Он провел лучом фонаря по настилу, на котором мы лежали, выхватил из темноты тощую кошку тигриной масти. Она жалась, осторожно пятясь перед проползавшим рядом с ней пауком.
— Боловен,— говорил Пхотилак,— самое гиблое место по смертности от малярии и тифа. Десять процентов детей все еще умирают, не дожив до года. Туберкулезом тут болела раньше половина людей. По самым скромным подсчетам, из девяти тысяч прокаженных, имеющихся в стране, большая часть приходится на южные районы.
— Почему здесь не пытались погасить источники эпидемий и ликвидировать их причины? В конце концов и против ядовитых пауков можно найти средство...
— Вы правы... Но в канун революции в Лаосе на каждые шесть-десять тысяч лаосцев приходился один врач. При этом все врачи работали в городах. Деревня оставалась во власти знахарей и суеверий — даже в долинах. О горах и говорить нечего. Известно, что в 1975 году дипломы медиков получили только девять лаосцев, из которых четверо остались практиковать за границей... Так что тот фельдшер, который появился среди кха,— это просто прыжок в новую эпоху.
Спал я плохо. Холод пробирался под отсыревшее одеяло. За стеной тяжело вздыхали слоны. Потом под утро вдруг завыла собака, вызвав дикий ответный вой еще двух десятков других.
Кибальчиш против Бун Ума
На следующий день Пхотилак и Булом показывали кино на растянутом пластиковом экране, по которому в изобилии ползали ящерицы, охотившиеся на привлеченных светом насекомых. Человек триста зрителей, заполнившие до отказа площадь деревни, сгрудившиеся между хижинами, сидящие на крышах и даже на наших слонах, в напряженном молчании следили за мультфильмом о Мальчише-Кибальчише и вникали в комментарий Булома. Буржуин в его переводе получался американцем, а предатель Плохиш назывался князем Бун Умом, наместником Чампассакским, некогда правившим на плато Боловен... После сеанса деревенский шаман-мжао выспрашивал у Пхотилака: почему у главного героя картины, если она действительно рассказывает о далекой и дружественной России, не было таких же усов, как у меня? Выходило также, что я мог бы появиться в деревне не так буднично — на привычном слоне, а на мощном и красивом коне, которого показывали на экране...
Приобщение деревень кха далекой южной лаосской глухомани к большой жизни, к заботам и надеждам многонациональной страны, ставшей на путь закладывания основ социализма, конечно же, и раньше не представлялось мне делом простым и легким. Но то, что приходилось наблюдать, наполняло меня еще большим уважением к лаосским друзьям. Невольно вспоминались ленинские слова о том, что чем более отстала страна, тем труднее в ней перейти к новым отношениям.

→ **Вопросы по тексту**
[a] Перепишите из очерка о Лаосе без изменений всё, начиная со слов «Он провел лучом» и вплоть до слов «с ней пауком.».
[b] Сколько лаосцев получили дипломы медиков в 1975 году, согласно очерку о Лаосе?
[c] Продолжите очерк о Лаосе, начав сразу после его последнего предложения.
Приведённые далее строки с очерком о Лаосе никак не связаны.

→ **Извлечённые строки**
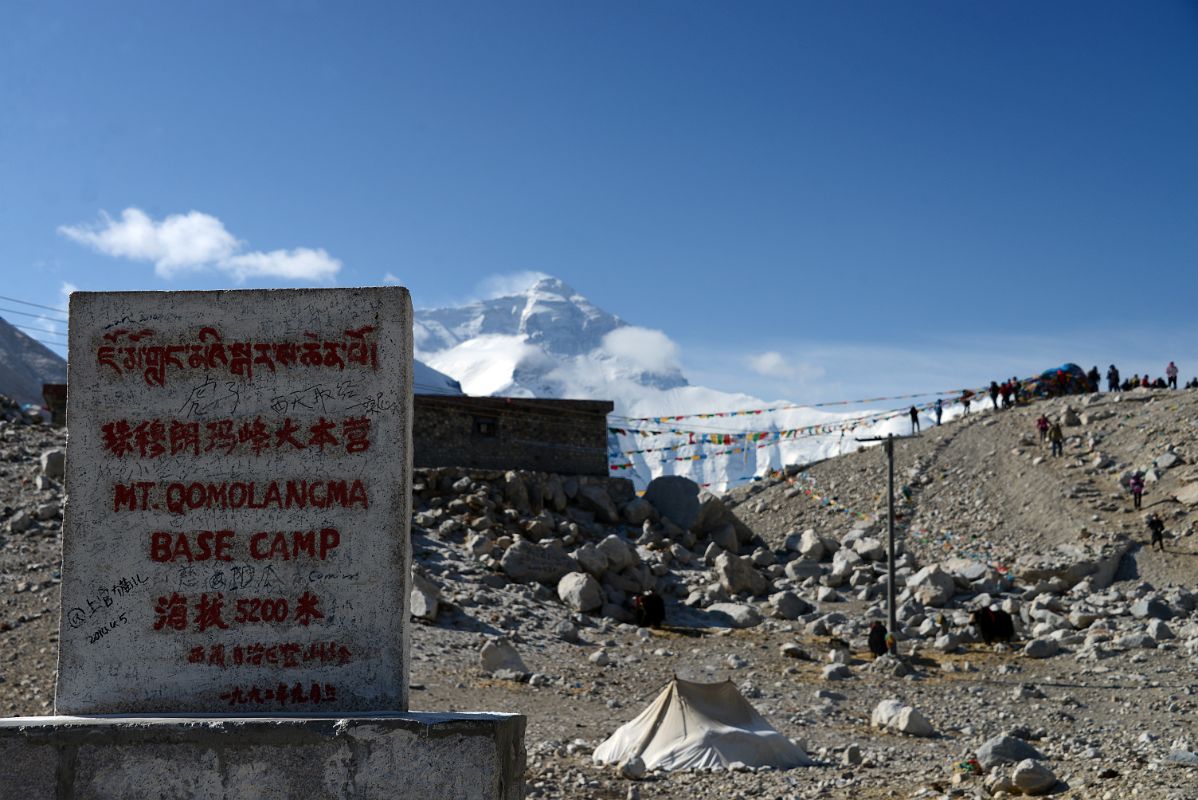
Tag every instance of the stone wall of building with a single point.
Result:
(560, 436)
...
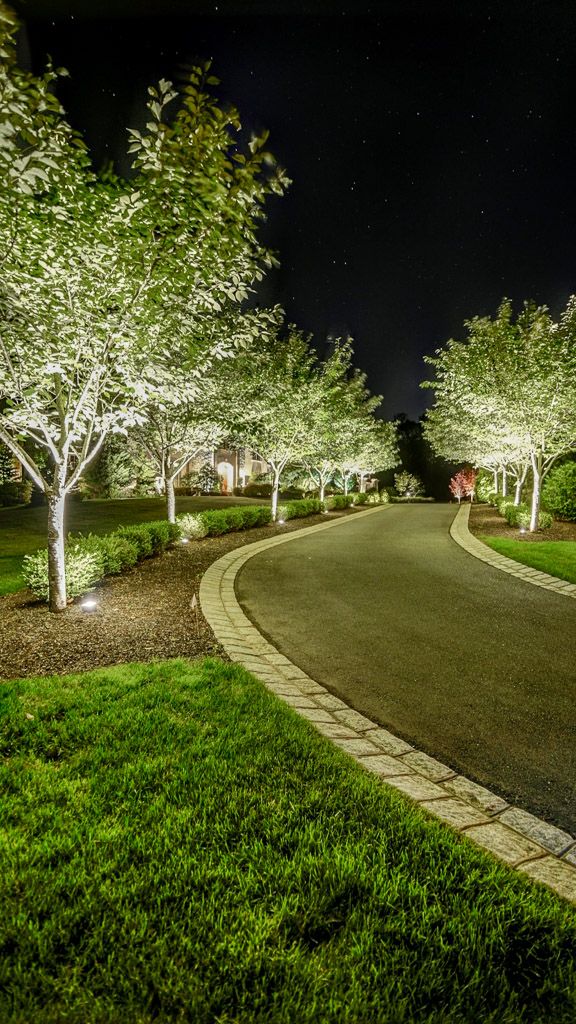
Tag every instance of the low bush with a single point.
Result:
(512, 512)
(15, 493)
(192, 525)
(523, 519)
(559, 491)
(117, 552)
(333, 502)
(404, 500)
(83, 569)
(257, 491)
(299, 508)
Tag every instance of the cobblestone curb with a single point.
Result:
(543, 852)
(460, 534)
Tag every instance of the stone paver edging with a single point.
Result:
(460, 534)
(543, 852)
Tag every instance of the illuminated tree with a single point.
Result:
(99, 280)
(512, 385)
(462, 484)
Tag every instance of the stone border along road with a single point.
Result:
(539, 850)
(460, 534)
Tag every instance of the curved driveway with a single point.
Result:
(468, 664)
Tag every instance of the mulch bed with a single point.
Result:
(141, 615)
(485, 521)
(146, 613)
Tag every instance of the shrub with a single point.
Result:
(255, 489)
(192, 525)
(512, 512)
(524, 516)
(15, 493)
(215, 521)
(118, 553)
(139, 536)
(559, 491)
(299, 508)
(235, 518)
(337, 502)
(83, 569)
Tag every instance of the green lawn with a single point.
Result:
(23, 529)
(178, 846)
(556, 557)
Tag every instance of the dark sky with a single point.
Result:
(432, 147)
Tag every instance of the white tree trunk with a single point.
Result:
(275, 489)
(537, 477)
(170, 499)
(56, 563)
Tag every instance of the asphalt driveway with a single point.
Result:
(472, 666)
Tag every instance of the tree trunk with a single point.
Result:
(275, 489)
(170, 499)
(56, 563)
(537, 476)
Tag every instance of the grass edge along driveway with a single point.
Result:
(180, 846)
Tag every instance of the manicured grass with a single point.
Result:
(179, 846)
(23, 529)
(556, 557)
--
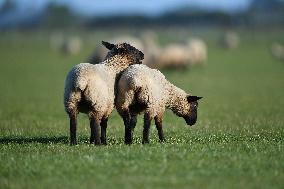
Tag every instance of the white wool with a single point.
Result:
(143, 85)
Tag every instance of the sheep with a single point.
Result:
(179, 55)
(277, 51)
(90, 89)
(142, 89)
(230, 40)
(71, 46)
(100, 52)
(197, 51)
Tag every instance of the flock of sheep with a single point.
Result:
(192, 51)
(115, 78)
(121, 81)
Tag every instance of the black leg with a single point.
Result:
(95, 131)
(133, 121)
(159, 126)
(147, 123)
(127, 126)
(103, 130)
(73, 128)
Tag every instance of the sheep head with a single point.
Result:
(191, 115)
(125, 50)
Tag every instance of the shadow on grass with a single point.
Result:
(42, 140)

→ **Письменные ответы**
[a]
Он провел лучом фонаря по настилу, на котором мы лежали, выхватил из темноты тощую кошку тигриной масти. Она жалась, осторожно пятясь перед проползавшим рядом с ней пауком.

[b] Девять человек, из которых четверо остались практиковать за границей.

[c]
Естественно, что застывшие в общинно-племенном укладе народности сможет вытянуть из отсталости и дикости, поднять до уровня сегодняшнего дня только страна, решительно двинувшаяся вперед.
...Возвращаясь в Паксе, мы остановились на привал в небольшой хижине на краю плантации кофейных кустов с темно-бурыми гроздьями на ветвях. Приветливый крестьянин, пересадив рисовавшего что-то цветными карандашами на старом плакате сынишку в сторонку, предоставил нам шаткий столик, принес в древнем термосе кипяток. Мы заварили чай, разложили припасы. Все мы, сидевшие за столом, невольно посматривали на мальчика, увлеченно раскрашивавшего свой рисунок. Когда с едой было покончено, я, на минуту задержавшись у дверей, взглянул на работу художника.
Среди ярко-синих и зеленых джунглей под оранжевым солнцем, зажатым коричневыми облаками, мимо желтых домиков на сваях и коричневых людей тянулась цепочка серых слонов с поклажей. Первый был оставлен незакрашенным.
— Что же он у тебя такой?
— Это идут белые слоны удачи...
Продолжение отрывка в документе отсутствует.